Stored records:
╭──

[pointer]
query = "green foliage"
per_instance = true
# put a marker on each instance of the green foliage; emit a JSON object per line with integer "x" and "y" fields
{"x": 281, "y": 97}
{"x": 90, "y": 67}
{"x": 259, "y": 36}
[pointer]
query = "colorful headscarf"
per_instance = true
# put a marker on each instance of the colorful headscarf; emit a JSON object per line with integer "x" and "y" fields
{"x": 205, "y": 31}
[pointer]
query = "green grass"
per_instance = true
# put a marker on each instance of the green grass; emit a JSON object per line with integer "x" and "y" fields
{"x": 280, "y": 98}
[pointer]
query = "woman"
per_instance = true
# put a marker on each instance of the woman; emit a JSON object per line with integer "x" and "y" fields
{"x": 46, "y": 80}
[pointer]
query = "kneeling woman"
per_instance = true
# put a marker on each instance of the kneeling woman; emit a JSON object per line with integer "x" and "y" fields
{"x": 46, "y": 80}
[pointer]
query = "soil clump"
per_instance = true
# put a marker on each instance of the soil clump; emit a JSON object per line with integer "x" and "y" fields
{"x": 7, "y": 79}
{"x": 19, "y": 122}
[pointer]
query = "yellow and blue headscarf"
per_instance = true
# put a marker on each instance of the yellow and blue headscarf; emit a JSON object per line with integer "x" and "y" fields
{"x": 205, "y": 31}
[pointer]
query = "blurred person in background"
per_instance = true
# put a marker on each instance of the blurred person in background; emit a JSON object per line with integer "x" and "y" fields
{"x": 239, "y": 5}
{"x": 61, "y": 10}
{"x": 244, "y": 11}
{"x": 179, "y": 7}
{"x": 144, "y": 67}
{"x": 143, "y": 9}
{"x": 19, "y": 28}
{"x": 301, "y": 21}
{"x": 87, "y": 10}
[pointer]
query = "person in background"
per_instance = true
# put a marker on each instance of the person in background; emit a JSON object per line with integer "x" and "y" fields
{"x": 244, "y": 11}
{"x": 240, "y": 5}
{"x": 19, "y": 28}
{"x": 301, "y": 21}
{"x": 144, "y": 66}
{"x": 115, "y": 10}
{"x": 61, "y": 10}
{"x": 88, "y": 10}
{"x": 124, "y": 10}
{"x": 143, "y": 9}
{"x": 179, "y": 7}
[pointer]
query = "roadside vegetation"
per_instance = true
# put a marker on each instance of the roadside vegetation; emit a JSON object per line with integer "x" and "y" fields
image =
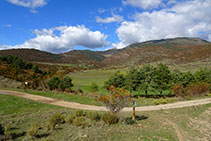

╰──

Instructions to follow – Leave out the pictures and retype every line above exactly.

Answer for this exercise –
[pointer]
query = "green foliage"
per_instance = true
# put a marker on each instance of the green foliage; emit a JSON object per line with integer "x" and "y" fields
{"x": 281, "y": 97}
{"x": 90, "y": 67}
{"x": 259, "y": 36}
[pointer]
query = "colorful headscarf"
per_instance = true
# put a marker on each instance of the colorful headscarf; emit a JSON object per line with integer "x" and "y" fields
{"x": 205, "y": 31}
[pointer]
query = "green grass"
per_instance = true
# put a marker on each instance of the green grass; emit a JSON object per line with integer "x" and "y" fields
{"x": 280, "y": 98}
[pointer]
query = "woman"
per_instance = true
# put a marker on each instance of the woman; emit a JSON object per line with integer "x" and "y" fields
{"x": 46, "y": 80}
[pointer]
query = "kneeling woman"
per_instance = true
# put a marker on each instance of the kneeling woman; emit a JSON object per line with integer "x" and "y" fields
{"x": 46, "y": 80}
[pointer]
query = "soil clump"
per_instance = true
# put a marker on each instance of the soil clump; emit a JSON object per line with integer "x" and "y" fields
{"x": 7, "y": 79}
{"x": 19, "y": 122}
[pointer]
query = "yellow and blue headscarf"
per_instance = true
# put a marker on each instance of the yellow and blue headscarf; emit a JSON object per line with integer "x" and "y" fields
{"x": 205, "y": 31}
[pointer]
query = "blurred person in background"
per_instance = true
# put a marker on each instance of the blurred person in background; emit a JSON object per line with integer "x" and "y" fields
{"x": 239, "y": 5}
{"x": 61, "y": 10}
{"x": 244, "y": 11}
{"x": 179, "y": 7}
{"x": 144, "y": 67}
{"x": 143, "y": 9}
{"x": 19, "y": 28}
{"x": 301, "y": 21}
{"x": 87, "y": 10}
[pointer]
query = "person in background"
per_instance = true
# put a marker on each instance of the person in background; emit a JSON object per line with integer "x" and "y" fields
{"x": 244, "y": 11}
{"x": 240, "y": 5}
{"x": 19, "y": 28}
{"x": 301, "y": 21}
{"x": 144, "y": 66}
{"x": 115, "y": 10}
{"x": 61, "y": 10}
{"x": 88, "y": 10}
{"x": 124, "y": 10}
{"x": 143, "y": 9}
{"x": 179, "y": 7}
[pointer]
query = "roadside vegetation"
per_instance = true
# put a marker on each instance of the roadside vegetation; emit a JSON object per line with integer "x" and "y" fields
image =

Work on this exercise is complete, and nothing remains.